Object point labels:
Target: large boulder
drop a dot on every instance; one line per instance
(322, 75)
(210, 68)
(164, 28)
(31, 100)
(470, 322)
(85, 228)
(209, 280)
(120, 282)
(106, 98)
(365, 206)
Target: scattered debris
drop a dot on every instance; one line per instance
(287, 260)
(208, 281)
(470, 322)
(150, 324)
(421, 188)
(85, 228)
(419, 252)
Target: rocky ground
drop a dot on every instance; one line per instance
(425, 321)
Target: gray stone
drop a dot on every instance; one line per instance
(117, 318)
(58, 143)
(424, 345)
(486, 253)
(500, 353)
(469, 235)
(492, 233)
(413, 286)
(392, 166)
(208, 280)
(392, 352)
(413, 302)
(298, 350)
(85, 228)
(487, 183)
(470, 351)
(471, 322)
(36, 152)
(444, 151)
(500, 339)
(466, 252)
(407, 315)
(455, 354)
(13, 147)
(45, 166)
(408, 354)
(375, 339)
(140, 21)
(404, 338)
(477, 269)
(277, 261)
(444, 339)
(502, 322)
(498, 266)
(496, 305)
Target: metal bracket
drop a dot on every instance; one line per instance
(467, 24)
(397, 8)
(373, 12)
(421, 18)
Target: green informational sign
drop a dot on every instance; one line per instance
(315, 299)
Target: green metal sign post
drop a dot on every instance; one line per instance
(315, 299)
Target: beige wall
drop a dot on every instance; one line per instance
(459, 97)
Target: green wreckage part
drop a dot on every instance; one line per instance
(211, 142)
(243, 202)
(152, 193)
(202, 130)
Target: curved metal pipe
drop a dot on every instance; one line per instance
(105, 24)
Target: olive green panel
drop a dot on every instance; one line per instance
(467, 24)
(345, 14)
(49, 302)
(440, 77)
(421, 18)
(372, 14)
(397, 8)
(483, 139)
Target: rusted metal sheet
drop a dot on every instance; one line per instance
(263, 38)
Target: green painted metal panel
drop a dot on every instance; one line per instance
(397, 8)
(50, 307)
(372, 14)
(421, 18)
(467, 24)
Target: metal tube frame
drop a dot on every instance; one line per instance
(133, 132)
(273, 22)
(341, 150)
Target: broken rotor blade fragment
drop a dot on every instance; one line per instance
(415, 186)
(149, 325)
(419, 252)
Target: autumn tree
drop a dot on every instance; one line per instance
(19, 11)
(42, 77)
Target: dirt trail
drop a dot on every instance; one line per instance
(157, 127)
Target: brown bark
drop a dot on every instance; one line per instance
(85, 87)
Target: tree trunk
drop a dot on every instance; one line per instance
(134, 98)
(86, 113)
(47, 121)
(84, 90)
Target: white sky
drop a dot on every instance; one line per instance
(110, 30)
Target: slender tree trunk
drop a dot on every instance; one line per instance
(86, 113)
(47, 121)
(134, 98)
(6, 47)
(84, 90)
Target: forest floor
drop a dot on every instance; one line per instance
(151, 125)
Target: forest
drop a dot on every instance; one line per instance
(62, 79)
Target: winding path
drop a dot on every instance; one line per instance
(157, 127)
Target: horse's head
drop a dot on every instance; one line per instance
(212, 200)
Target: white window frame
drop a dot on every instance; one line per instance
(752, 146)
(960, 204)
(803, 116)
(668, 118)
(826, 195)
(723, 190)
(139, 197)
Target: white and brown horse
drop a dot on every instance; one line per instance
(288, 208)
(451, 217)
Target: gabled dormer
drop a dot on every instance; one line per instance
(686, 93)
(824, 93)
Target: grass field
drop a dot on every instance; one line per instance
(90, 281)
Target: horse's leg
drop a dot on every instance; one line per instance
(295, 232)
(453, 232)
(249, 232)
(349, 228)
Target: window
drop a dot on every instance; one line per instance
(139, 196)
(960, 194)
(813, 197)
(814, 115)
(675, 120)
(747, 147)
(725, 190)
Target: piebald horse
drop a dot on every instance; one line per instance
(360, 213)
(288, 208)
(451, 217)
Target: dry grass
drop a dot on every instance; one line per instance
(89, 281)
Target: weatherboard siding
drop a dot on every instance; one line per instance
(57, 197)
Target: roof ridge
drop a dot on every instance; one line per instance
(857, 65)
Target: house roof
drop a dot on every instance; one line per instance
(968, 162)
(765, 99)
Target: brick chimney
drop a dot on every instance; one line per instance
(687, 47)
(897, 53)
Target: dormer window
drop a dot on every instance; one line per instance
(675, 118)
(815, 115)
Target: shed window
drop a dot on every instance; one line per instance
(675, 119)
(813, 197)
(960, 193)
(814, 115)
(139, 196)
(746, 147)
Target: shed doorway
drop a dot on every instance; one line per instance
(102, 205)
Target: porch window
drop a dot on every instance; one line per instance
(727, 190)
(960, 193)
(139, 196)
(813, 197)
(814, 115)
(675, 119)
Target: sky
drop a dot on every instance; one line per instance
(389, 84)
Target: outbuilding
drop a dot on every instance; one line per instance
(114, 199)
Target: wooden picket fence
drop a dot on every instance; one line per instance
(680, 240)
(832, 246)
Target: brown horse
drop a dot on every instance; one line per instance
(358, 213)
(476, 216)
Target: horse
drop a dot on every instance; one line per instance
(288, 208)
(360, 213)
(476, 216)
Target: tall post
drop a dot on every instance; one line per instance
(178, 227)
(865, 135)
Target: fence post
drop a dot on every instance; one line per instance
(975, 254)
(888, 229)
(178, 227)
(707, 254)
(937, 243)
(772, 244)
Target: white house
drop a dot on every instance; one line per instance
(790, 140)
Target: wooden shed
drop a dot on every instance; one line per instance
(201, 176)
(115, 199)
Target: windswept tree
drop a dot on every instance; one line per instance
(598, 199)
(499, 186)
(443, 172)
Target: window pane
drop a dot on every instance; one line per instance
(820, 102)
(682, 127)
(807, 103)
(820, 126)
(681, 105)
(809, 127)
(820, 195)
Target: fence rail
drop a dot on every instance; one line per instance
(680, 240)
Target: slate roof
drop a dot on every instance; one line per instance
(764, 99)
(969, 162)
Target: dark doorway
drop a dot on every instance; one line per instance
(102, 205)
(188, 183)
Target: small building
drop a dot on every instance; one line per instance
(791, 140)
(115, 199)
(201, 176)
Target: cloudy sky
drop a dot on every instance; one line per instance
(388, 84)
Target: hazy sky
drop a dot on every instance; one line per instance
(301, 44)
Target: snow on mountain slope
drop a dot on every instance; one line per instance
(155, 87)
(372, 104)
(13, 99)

What is being asked - Update every one of the records above by replacing "drop a dot" with "place a marker" and keeping everything else the same.

Task answer -
Target: large boulder
place a marker on every instance; one line per instance
(322, 75)
(210, 68)
(164, 28)
(31, 100)
(470, 322)
(85, 228)
(209, 280)
(120, 282)
(106, 98)
(365, 206)
Target: scattered debris
place a marker on every instance; one line per instance
(287, 260)
(208, 281)
(470, 322)
(150, 324)
(421, 188)
(85, 228)
(419, 252)
Target: rocky ground
place a marker on every instance; one line per instance
(425, 321)
Target: gray stone
place a marker on every instance; one line per instance
(117, 318)
(58, 143)
(424, 345)
(486, 253)
(500, 353)
(469, 235)
(492, 233)
(413, 286)
(392, 166)
(208, 280)
(392, 352)
(413, 302)
(298, 350)
(85, 228)
(487, 183)
(470, 351)
(471, 322)
(36, 152)
(444, 151)
(500, 339)
(466, 252)
(407, 315)
(455, 354)
(13, 147)
(45, 166)
(408, 354)
(375, 339)
(140, 21)
(404, 338)
(477, 269)
(277, 261)
(444, 339)
(502, 322)
(498, 266)
(496, 305)
Target: metal bracket
place a marker on every instance; one line per instance
(467, 24)
(397, 8)
(373, 12)
(421, 18)
Target: green informational sign
place a marker on every instance; one line per instance
(315, 299)
Target: green metal sign post
place a marker on every instance; one line per instance
(315, 299)
Target: beige wall
place a marker on every instance; one line per instance
(459, 97)
Target: green wreckage part
place a marker on every instance; one line per instance
(211, 142)
(243, 202)
(152, 193)
(202, 130)
Target: curved metal pipe
place a marker on every instance; one line per instance
(105, 24)
Target: olive green panel
place a marker on every instance; one line per instance
(467, 24)
(345, 14)
(49, 302)
(440, 77)
(421, 18)
(372, 14)
(397, 8)
(483, 139)
Target: rusted metal sheet
place a marker on every instance; one line per instance
(263, 38)
Target: green painted metal panel
place a marker on every instance; one line per instance
(397, 8)
(50, 307)
(372, 14)
(421, 18)
(467, 24)
Target: metal tube frame
place a marker on every instance; one line per instance
(133, 132)
(273, 22)
(341, 150)
Target: broken rotor blade fragment
place a marker on every instance; one line per instance
(415, 186)
(149, 325)
(419, 252)
Target: autumn tree
place a marker on every instance; one line per instance
(19, 11)
(42, 77)
Target: dirt trail
place a marker on every instance; one line per instance
(157, 127)
Target: brown bark
place a marker on every instance; one line per instance
(85, 87)
Target: tree trunk
place a marker on every instance; one line per instance
(134, 98)
(86, 113)
(47, 121)
(84, 90)
Target: white sky
place a marker on every instance; one line per instance
(110, 30)
Target: slender tree trunk
place a marker on every instance; one line per instance
(86, 113)
(47, 121)
(134, 98)
(6, 47)
(84, 90)
Target: forest floor
place a marker on every instance; one line per instance
(151, 125)
Target: forest
place a marker on every instance; one line per instance
(62, 79)
Target: winding path
place a marker on every instance; one line per instance
(157, 127)
Target: horse's head
place a marker on every instance; one line per instance
(212, 200)
Target: white window frame
place a marker on every instance; one line per instance
(752, 146)
(960, 204)
(803, 116)
(668, 118)
(826, 195)
(723, 190)
(139, 197)
Target: white and brown horse
place a marker on every instance; one line per instance
(288, 208)
(451, 217)
Target: gabled dormer
place a marker on every instance; one line per instance
(686, 93)
(824, 93)
Target: grass field
place a marker on every instance; one line per instance
(90, 281)
Target: horse's leg
place a marker on every instance; one line per instance
(295, 232)
(453, 232)
(249, 232)
(349, 228)
Target: window
place a marker on every instance; one line per instance
(139, 196)
(960, 194)
(813, 197)
(814, 115)
(675, 120)
(747, 147)
(725, 190)
Target: piebald horse
place a marker on every instance; one line per instance
(360, 213)
(288, 208)
(451, 217)
Target: dry grass
place a marker on every instance; one line per instance
(89, 281)
Target: weatherboard siding
place a marker on every instance; one line per instance
(57, 197)
Target: roof ridge
place a marker on every instance; one line per instance
(857, 65)
Target: house roof
place a marker on every instance; one line per instance
(968, 162)
(765, 99)
Target: brick chimney
place a marker on every instance; one line per instance
(687, 47)
(897, 53)
Target: dormer window
place a marker on every instance; one line per instance
(675, 118)
(815, 115)
Target: shed window
place a marker on every instance; one line per instance
(675, 119)
(813, 197)
(960, 193)
(814, 115)
(139, 196)
(746, 147)
Target: shed doorway
place a marker on every instance; one line per instance
(102, 205)
Target: porch window
place a marker on every instance; one line per instance
(727, 190)
(960, 193)
(139, 196)
(813, 197)
(814, 115)
(675, 119)
Target: sky
place a marker on every instance; one line per instance
(389, 84)
Target: outbuilding
place a marker on every instance; one line per instance
(114, 199)
Target: wooden picket fence
place a marker on every instance; one line per instance
(680, 240)
(832, 246)
Target: brown horse
place a marker on every instance; one line per instance
(358, 213)
(476, 216)
Target: horse
place a marker on every instance; one line per instance
(288, 208)
(360, 213)
(476, 216)
Target: tall post
place a marker on every instance; one line per instance
(178, 227)
(865, 135)
Target: fence post
place a marker on every instance; one line per instance
(975, 254)
(888, 229)
(178, 227)
(707, 254)
(937, 243)
(772, 244)
Target: white house
place a marker on every instance; one line per instance
(790, 140)
Target: wooden shed
place a marker on every instance; one line per instance
(201, 176)
(115, 199)
Target: windswept tree
place a marker on every instance; one line per instance
(598, 199)
(499, 186)
(443, 172)
Target: window pane
place a marker on every instance; one line per instance
(820, 102)
(682, 127)
(807, 103)
(820, 126)
(681, 105)
(809, 127)
(820, 195)
Target: fence rail
place a marker on every instance; one line per instance
(680, 240)
Target: slate roof
place a marker on every instance; one line per instance
(764, 99)
(969, 162)
Target: dark doorway
place a marker on every instance; one line per instance
(102, 205)
(188, 183)
Target: small building
place a marker on every instance; one line per instance
(791, 140)
(115, 199)
(201, 176)
Target: cloudy sky
place a marker on every instance; one line per instance
(388, 84)
Target: hazy sky
place a marker on every instance; one line per instance
(301, 44)
Target: snow on mountain slope
place a marker on every instance; one line per instance
(155, 87)
(372, 104)
(13, 99)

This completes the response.